▶ _WHAT NEEDS TO BE DONE_
Print only the line with "For each instance of the red" and the lines after it, ending with the last line of the material, each exactly as it stands.

A block of data
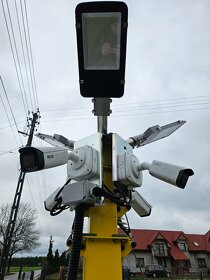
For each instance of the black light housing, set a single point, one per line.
(101, 43)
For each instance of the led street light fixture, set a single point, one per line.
(101, 43)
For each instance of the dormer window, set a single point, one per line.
(182, 246)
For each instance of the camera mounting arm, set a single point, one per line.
(154, 133)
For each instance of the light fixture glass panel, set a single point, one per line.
(101, 40)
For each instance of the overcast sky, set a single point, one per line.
(167, 79)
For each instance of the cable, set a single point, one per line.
(19, 76)
(31, 55)
(21, 40)
(27, 51)
(10, 108)
(8, 116)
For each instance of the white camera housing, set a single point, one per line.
(169, 173)
(50, 202)
(140, 205)
(35, 159)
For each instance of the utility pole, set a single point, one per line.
(14, 209)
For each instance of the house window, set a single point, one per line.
(201, 263)
(183, 247)
(140, 262)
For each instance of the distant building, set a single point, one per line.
(176, 250)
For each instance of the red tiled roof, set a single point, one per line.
(177, 254)
(196, 242)
(144, 238)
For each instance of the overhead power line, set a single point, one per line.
(10, 107)
(15, 58)
(27, 82)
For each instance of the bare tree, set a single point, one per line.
(25, 237)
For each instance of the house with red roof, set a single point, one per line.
(176, 250)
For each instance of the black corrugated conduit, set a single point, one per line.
(76, 243)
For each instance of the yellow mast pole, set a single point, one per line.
(103, 246)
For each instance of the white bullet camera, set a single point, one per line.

▶ _SOLUTION TO THE EXERCISE_
For each instance of the red tiled roof, set a single point, one per line.
(177, 254)
(196, 242)
(144, 238)
For each instance of the overhead power line, set a single point, one per line.
(10, 107)
(15, 58)
(27, 82)
For each instance of the bare tree, set a single point, one per line.
(25, 237)
For each instance of the house with red roof, set a single point, one per line.
(176, 250)
For each instance of the black corrugated conduit, set a single point, one per line.
(76, 243)
For each instance of the yellow mast pole, set a single point, one per line.
(103, 246)
For each instance of the white bullet camera, set a single point, one per line.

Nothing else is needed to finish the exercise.